TASK DIRECTIONS: Write out every entry exactly as it stands.

Dataset excerpts on object pointing
━━━

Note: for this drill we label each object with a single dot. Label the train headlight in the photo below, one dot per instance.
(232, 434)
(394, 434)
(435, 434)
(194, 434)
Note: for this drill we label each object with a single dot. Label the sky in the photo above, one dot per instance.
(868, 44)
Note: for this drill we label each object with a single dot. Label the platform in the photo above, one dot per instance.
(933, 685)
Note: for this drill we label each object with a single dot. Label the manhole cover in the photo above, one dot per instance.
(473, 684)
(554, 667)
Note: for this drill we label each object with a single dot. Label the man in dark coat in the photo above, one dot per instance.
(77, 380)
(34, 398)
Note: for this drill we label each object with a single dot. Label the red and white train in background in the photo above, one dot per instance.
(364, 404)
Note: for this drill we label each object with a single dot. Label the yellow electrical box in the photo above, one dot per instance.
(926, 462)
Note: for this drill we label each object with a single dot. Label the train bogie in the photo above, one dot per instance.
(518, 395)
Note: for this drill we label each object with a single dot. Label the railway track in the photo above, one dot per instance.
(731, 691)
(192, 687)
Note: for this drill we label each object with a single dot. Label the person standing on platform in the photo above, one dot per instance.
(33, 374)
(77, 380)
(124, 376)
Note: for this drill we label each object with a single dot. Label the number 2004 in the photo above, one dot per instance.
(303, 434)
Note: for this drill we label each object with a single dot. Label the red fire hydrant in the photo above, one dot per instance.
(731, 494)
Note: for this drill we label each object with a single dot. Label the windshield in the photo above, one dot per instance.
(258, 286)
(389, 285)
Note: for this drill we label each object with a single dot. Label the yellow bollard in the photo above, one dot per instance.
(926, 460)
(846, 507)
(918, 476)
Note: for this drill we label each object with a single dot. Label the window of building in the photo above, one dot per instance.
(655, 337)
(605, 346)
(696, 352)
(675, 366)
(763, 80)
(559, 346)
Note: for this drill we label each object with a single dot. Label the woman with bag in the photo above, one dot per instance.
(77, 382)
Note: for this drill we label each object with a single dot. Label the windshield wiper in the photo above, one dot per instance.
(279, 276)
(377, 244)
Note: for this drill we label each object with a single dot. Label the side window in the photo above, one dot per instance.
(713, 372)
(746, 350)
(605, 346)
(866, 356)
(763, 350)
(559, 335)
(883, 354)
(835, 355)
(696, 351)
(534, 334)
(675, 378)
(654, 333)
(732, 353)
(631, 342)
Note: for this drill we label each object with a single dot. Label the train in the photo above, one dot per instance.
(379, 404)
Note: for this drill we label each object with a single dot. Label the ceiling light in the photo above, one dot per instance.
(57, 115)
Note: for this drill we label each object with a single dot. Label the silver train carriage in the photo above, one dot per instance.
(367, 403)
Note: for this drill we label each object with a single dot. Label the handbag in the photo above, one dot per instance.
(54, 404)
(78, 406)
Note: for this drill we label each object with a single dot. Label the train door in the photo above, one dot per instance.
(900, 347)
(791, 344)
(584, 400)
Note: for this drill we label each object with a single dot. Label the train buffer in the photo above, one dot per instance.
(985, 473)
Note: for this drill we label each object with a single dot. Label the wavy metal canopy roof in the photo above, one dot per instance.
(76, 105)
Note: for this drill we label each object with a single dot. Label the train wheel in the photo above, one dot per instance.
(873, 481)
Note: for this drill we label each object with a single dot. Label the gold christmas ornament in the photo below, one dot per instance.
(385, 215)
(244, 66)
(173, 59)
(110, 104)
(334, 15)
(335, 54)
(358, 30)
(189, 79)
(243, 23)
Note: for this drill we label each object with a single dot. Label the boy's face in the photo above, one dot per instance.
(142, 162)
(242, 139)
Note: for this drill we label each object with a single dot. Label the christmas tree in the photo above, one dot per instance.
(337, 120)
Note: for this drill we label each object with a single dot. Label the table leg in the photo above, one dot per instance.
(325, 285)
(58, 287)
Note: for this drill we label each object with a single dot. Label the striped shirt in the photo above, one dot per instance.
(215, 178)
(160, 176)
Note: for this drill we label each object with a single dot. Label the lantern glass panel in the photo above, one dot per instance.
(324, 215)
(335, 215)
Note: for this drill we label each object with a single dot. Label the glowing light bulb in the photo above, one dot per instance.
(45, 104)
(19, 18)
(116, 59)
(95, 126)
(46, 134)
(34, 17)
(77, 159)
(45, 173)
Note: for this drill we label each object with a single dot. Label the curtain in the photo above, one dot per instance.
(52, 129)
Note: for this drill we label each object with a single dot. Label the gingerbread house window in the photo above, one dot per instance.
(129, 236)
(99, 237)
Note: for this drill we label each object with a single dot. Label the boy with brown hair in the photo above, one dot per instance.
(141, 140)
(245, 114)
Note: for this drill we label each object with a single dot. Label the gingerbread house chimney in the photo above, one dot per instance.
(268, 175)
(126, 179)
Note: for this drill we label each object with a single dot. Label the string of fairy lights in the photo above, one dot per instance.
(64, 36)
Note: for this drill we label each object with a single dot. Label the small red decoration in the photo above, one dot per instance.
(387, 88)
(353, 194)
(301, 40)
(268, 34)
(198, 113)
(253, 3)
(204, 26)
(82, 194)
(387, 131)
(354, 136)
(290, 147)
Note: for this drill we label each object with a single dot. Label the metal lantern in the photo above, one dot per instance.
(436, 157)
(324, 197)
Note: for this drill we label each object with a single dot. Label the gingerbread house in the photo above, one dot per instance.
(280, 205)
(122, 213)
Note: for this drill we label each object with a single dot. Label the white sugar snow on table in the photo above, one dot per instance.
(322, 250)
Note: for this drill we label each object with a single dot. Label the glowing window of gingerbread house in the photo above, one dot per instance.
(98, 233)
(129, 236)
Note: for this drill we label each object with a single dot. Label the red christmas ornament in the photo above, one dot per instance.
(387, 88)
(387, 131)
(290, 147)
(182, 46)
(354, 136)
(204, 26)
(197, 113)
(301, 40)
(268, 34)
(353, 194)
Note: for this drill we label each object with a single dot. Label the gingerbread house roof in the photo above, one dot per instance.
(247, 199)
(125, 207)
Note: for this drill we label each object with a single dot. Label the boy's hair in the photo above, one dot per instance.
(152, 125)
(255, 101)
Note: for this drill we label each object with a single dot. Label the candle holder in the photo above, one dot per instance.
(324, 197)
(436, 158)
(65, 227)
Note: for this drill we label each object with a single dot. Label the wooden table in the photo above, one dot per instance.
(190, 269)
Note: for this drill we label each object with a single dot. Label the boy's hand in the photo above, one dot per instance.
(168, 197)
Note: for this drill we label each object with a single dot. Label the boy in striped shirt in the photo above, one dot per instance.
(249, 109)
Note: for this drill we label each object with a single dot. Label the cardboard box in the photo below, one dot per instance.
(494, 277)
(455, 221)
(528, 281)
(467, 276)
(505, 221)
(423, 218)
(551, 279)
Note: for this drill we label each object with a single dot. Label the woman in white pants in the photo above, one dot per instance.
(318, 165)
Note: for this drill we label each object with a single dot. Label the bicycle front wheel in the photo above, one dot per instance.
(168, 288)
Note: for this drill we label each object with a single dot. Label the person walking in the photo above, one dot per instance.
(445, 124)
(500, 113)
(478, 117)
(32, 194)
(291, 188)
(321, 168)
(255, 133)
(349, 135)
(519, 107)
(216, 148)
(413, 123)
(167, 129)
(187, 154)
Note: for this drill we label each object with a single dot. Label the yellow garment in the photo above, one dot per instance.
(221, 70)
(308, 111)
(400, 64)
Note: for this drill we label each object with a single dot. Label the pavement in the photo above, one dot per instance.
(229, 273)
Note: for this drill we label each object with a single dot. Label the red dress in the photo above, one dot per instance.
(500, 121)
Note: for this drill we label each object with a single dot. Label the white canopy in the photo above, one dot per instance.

━━━

SOLUTION:
Note: for this drill we label each object with a single dot. Label the train headlight in the photo below, one dot per instance.
(232, 434)
(394, 434)
(435, 434)
(194, 434)
Note: for this drill we label each object with a single dot. Label the sky in the photo above, one dot per instance.
(868, 44)
Note: for this drill we label each object with a single dot. Label the platform in the photo above, one dot per instance.
(933, 685)
Note: for this drill we label each object with a single dot. Label the manhole cover in the photo above, one dot per instance.
(473, 684)
(554, 667)
Note: for this drill we label each object with a single dot. Label the man in dark coat in the photo above, one dot per instance.
(77, 380)
(34, 398)
Note: for this drill we label each object with a single dot. Label the red and white train in background in the photo above, one dot per instance.
(364, 404)
Note: for this drill we label each object with a single dot. Label the yellow electrical box in the photo above, one dot per instance.
(926, 462)
Note: for this drill we label each object with a single dot. Label the train bogie in the photo above, one dot per instance.
(518, 395)
Note: for this drill we label each object with a single dot. Label the railway track in the photo above, one dot per instance.
(731, 691)
(192, 687)
Note: for this drill we label each object with a single dot. Label the person standing on platform in the photo above, one dot per instance.
(33, 374)
(77, 380)
(124, 376)
Note: for this drill we label each object with a single dot. Label the number 2004 in the photo above, one dot per instance.
(303, 434)
Note: for this drill we label each object with a single dot. Label the red fire hydrant in the photo above, one dot per instance.
(731, 494)
Note: for this drill we label each object with a single dot. Label the windshield in the photo above, one dot per instance.
(258, 286)
(389, 285)
Note: for this drill we label each object with a single dot. Label the yellow bollard in the photo above, one dot per instance.
(926, 460)
(846, 507)
(918, 476)
Note: for this drill we label each object with a single dot. Label the window of building in the photo above, one dot per instance.
(655, 337)
(605, 346)
(696, 352)
(675, 366)
(763, 80)
(559, 346)
Note: for this drill we label each object with a single dot. Label the woman with bag in the photo above, one dot per instance.
(77, 382)
Note: for this drill we label each object with a single dot. Label the windshield wiper in the photo above, one dot per instance.
(279, 276)
(377, 244)
Note: for this drill we label each object with a single dot. Label the side window in the photo above, one dot per instance.
(713, 372)
(746, 350)
(605, 346)
(866, 356)
(763, 350)
(559, 335)
(883, 354)
(835, 355)
(696, 351)
(534, 334)
(675, 378)
(654, 333)
(732, 353)
(631, 342)
Note: for this drill we label each object with a single dot. Label the train in the photo above, one dot per instance.
(379, 404)
Note: for this drill we label each object with a single dot. Label the ceiling light in the photo above, one dot per instance.
(57, 115)
Note: for this drill we label each object with a single dot. Label the silver train carriage in the photo above, one dot per instance.
(367, 403)
Note: for this drill we label each object with a single dot. Label the handbag in the photo above, one dot per instance.
(54, 404)
(78, 406)
Note: for this drill we label each object with a single dot. Label the train door in the photo above, one dot per instance.
(900, 347)
(791, 344)
(584, 400)
Note: for this drill we label each object with a single dot. Label the train buffer in the photo above, one dot per instance.
(985, 473)
Note: for this drill we label each object with a single dot. Label the wavy metal canopy roof in the photo above, one dot per instance.
(76, 105)
Note: for this drill we label each object with a single dot. Label the train wheel in the photo above, one dot per instance.
(873, 481)
Note: for this drill we label each object with a single dot. Label the gold christmas ornament in the photo below, one dot per instance.
(385, 215)
(244, 66)
(173, 59)
(110, 104)
(334, 15)
(335, 54)
(358, 30)
(189, 79)
(243, 23)
Note: for this drill we label each object with a single dot. Label the boy's face in the photo above, one dot per instance.
(142, 162)
(242, 139)
Note: for this drill we label each object with a single dot. Label the christmas tree in the photo above, one dot per instance.
(337, 120)
Note: for this drill we label each object with a single dot. Label the table leg in the photo above, one dot per instance.
(325, 285)
(58, 287)
Note: for this drill we label each object with a single dot. Label the striped shirt in the photo above, one dot per instance.
(215, 178)
(160, 176)
Note: for this drill we label each object with a single dot. Label the lantern glass panel in the photo above, one dot per instance.
(324, 215)
(335, 215)
Note: for this drill we label each object with a single dot. Label the glowing light bulb in the photo above, one dot per instance.
(45, 104)
(19, 18)
(116, 59)
(95, 126)
(46, 134)
(34, 17)
(77, 159)
(45, 173)
Note: for this drill we label each object with a single dot. Label the curtain in the photo above, one dot per instance.
(52, 129)
Note: for this drill we label each object with a single dot. Label the gingerbread house window in the photo above, one dot per instance.
(129, 236)
(99, 237)
Note: for this drill we label each object with a single dot. Label the boy with brown hair in the photo above, one dot per instance.
(141, 140)
(245, 114)
Note: for this drill we label each object with a single dot. Label the gingerbread house chimney in the photo above, one dot per instance.
(268, 175)
(126, 179)
Note: for this drill we label each object with a single dot. Label the string of fairy lights in the photo above, one dot per instance.
(64, 36)
Note: for this drill we label each object with a single dot. Label the small red decoration in the photo above, one dot per instance.
(387, 88)
(353, 194)
(301, 40)
(268, 34)
(198, 113)
(253, 3)
(204, 26)
(82, 194)
(387, 131)
(354, 136)
(290, 147)
Note: for this drill we label each object with a single dot. Label the metal lantern in the photo above, one dot per instance.
(436, 157)
(324, 197)
Note: for this drill we label each object with a single dot. Label the gingerbread house in the photo above, one dot per instance.
(280, 205)
(122, 213)
Note: for this drill we label each object with a single dot. Label the white sugar snow on table in the photo above, one dot per instance.
(322, 250)
Note: for this drill we label each object with a single dot. Label the glowing window of gingerbread house in the photo above, one dot per instance.
(98, 233)
(129, 236)
Note: for this drill we label each object with a single dot. Label the red christmas ornament in the photo above, one dot per instance.
(387, 88)
(387, 131)
(290, 147)
(182, 46)
(354, 136)
(204, 26)
(197, 113)
(301, 40)
(268, 34)
(353, 194)
Note: for this drill we label each object with a single dot. Label the gingerbread house roof in the photo above, one dot per instance.
(247, 199)
(125, 207)
Note: for this drill we label each object with a single dot. Label the boy's hair in the photo above, one dot per instance.
(152, 125)
(255, 101)
Note: for this drill we label each object with a single dot. Label the candle holder in the photo above, one dot per instance.
(324, 197)
(436, 158)
(65, 227)
Note: for this drill we label each object with a single dot. Label the wooden table in the photo above, one dot per instance.
(190, 269)
Note: for this drill we label each object with a single dot. Label the boy's hand in the photo above, one dot per instance.
(168, 197)
Note: for this drill we label each object with a single dot. Label the boy in striped shirt in the photo above, one dot per instance.
(249, 109)
Note: for this drill we label each object with a single dot. Label the cardboard box in the photo below, one dot per instance.
(494, 277)
(455, 221)
(528, 281)
(467, 276)
(505, 221)
(423, 218)
(551, 279)
Note: for this drill we label each object with a single dot. Label the woman in white pants in the photo above, one dot per instance.
(318, 165)
Note: for this drill we label each object with a single dot. Label the bicycle front wheel in the photo above, one dot per instance.
(168, 288)
Note: for this drill we label each object with a single dot. Label the person walking in the photo above, one dot per instance.
(445, 124)
(500, 113)
(478, 117)
(32, 194)
(291, 188)
(321, 168)
(255, 133)
(349, 135)
(519, 107)
(216, 148)
(413, 123)
(167, 129)
(187, 154)
Note: for this drill we label each object with a single dot. Label the yellow garment in the photo above, one dot per instance.
(221, 70)
(308, 111)
(400, 64)
Note: for this drill we label each object with a single dot. Label the pavement in the photo above, one dot per instance.
(229, 273)
Note: for this drill we label each object with a single dot. Label the red dress in the photo above, one dot per instance.
(500, 121)
Note: for this drill we label each object with a single dot. Label the white canopy in the photo above, one dot per instance.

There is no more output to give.